> Exercise prompt
An exact, complete copy of the entries below is required, minus any pictures.

> Source data
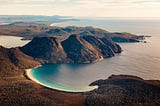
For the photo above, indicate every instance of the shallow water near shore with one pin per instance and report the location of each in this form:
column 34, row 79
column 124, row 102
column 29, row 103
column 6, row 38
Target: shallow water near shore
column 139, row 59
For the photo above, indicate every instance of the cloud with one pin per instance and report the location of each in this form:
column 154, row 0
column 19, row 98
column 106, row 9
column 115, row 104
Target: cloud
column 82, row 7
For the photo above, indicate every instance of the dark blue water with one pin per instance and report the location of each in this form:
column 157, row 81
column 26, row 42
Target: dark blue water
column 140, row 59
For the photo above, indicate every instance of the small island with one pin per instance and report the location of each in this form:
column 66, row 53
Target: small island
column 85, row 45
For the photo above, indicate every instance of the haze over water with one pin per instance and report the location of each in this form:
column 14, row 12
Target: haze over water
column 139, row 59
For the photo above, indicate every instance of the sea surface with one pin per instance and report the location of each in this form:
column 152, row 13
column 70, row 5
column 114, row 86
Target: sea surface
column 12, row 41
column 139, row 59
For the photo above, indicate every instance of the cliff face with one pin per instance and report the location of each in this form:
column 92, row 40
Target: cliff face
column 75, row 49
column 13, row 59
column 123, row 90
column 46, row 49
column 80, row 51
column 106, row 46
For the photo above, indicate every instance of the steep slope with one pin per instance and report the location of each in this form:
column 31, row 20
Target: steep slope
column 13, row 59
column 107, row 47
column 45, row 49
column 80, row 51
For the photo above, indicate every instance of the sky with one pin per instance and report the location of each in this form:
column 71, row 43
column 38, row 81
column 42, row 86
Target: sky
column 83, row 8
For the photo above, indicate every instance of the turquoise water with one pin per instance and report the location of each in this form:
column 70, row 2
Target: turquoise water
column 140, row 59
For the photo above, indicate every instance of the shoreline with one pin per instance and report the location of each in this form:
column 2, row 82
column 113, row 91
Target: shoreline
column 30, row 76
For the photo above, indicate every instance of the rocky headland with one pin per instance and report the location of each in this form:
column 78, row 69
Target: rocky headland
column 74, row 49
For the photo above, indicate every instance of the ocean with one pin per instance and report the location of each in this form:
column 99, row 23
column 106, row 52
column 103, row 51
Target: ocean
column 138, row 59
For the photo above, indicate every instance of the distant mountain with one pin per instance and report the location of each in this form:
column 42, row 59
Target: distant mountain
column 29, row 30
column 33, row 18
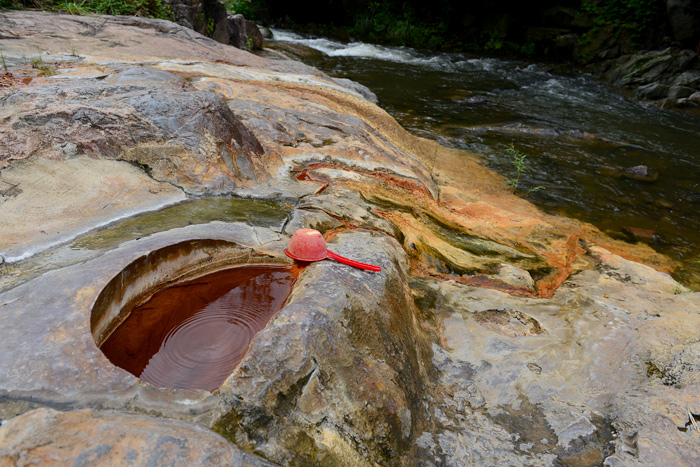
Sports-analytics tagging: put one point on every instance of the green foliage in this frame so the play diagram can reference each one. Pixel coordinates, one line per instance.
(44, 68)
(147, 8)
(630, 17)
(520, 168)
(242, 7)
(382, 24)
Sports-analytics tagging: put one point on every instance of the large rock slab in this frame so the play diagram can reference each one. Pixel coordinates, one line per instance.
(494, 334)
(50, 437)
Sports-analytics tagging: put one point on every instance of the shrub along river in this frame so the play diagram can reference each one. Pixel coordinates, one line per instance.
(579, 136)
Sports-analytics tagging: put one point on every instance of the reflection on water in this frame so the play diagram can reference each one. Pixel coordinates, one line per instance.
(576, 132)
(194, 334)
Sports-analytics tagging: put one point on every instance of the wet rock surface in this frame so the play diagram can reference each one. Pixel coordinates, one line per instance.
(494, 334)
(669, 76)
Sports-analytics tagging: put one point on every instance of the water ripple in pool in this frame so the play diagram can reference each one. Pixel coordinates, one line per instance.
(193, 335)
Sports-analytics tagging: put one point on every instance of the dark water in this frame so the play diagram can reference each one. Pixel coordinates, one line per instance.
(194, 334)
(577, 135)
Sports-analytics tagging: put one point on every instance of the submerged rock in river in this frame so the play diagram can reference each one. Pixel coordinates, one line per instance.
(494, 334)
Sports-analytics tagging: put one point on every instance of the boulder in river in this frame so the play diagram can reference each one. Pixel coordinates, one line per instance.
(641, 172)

> Solution
For the photo above, indicate every instance of the shallow water near shore with one pin per instance and report the location of each in this form:
column 34, row 79
column 124, row 102
column 29, row 103
column 6, row 38
Target: shallow water near shore
column 139, row 59
For the photo above, indicate every instance of the cloud with one pin per instance and report the location of each in this form:
column 154, row 0
column 19, row 98
column 106, row 9
column 115, row 104
Target: cloud
column 82, row 7
For the photo above, indicate every instance of the dark blue water with one pin per instance and report the location of each in this form:
column 157, row 81
column 26, row 42
Target: dark blue water
column 140, row 59
For the photo above, indicate every instance of the small island with one pin per instance and report the location of each in this form:
column 66, row 53
Target: small island
column 85, row 45
For the photo above, indicate every instance of the haze over water with one pin per instance and report the location of each in this form:
column 14, row 12
Target: haze over water
column 139, row 59
For the photo above, indicate every instance of the sea surface with one pin per instance and report the location of each in this form:
column 152, row 13
column 70, row 5
column 114, row 86
Target: sea surface
column 12, row 41
column 139, row 59
For the photo above, indicate every instance of the cliff face with one pin per instance and report the location of each in this form:
column 92, row 40
Target: cliff face
column 75, row 49
column 13, row 59
column 123, row 90
column 46, row 49
column 80, row 51
column 106, row 46
For the photo above, indicate every instance of the steep slope with one pin per instance and report the location of each in this form:
column 31, row 20
Target: steep slope
column 13, row 59
column 107, row 47
column 45, row 49
column 80, row 51
For the photo above, indicate every instance of the sky with one pin per instance and report the location of each in this form:
column 71, row 43
column 38, row 81
column 42, row 86
Target: sky
column 83, row 8
For the photo above, indicate every instance of the turquoise water with one pin per instance and report the location of each in this form:
column 70, row 2
Target: turquoise water
column 140, row 59
For the photo above, indicate every instance of the shoreline with one pin per instance and report the location of each in this form:
column 2, row 82
column 113, row 91
Target: shoreline
column 30, row 76
For the photo above, indicate every instance of the rocky headland with one pin per instance and report the location of each in this form:
column 78, row 69
Target: rocky headland
column 74, row 49
For the photo above, indicate every instance of the ocean with one pin per instance and report the location of each in this form:
column 99, row 23
column 106, row 52
column 103, row 51
Target: ocean
column 138, row 59
For the photo above, indicate every instance of the distant mountain with one pin per instance and report the location of each in this form:
column 42, row 59
Target: distant mountain
column 29, row 30
column 33, row 18
Sports-analytics tagging: put one point on every instance of the green foliage in this frame so the play diagram can reference each one. Pixel coordinates, one line per instance.
(44, 68)
(147, 8)
(630, 17)
(520, 168)
(242, 7)
(382, 24)
Sports-analytics tagging: put one point on every instance of the large rock slab in this frame so the play diagram can reference each one. Pixel coordinates, one line per instance.
(494, 334)
(50, 437)
Sports-analytics tagging: put one point on every instance of the shrub along river in this frame so the play diagram can reference each one. Pixel coordinates, one line per instance.
(579, 136)
Sports-analytics tagging: put one point on every instance of the reflection on water in this frame so the play diagram can reference each one. Pixel coordinates, one line per instance.
(576, 132)
(194, 334)
Sports-analytics tagging: put one point on every instance of the wet rock surface in this frame so the play diagram can reference each one. Pixel coordinates, one line per instance.
(494, 334)
(669, 76)
Sports-analytics tagging: put one point on every instance of the water ripple in pool in this frame so the play diagram can reference each one. Pixel coordinates, one line per instance.
(193, 335)
Sports-analytics tagging: put one point on every instance of the dark water in this frame so the play diagram can reference each one. Pixel coordinates, one line per instance.
(194, 334)
(577, 135)
Sports-analytics tagging: put one point on every instance of the submerged rock in river in this frame so the play diagram can reference each one. Pixel coordinates, one line per instance.
(494, 334)
Sports-analytics tagging: put one point on every instance of the boulder in river in this frame so the play diagram can reference each one. Pixel coordinates, one line per instance.
(641, 172)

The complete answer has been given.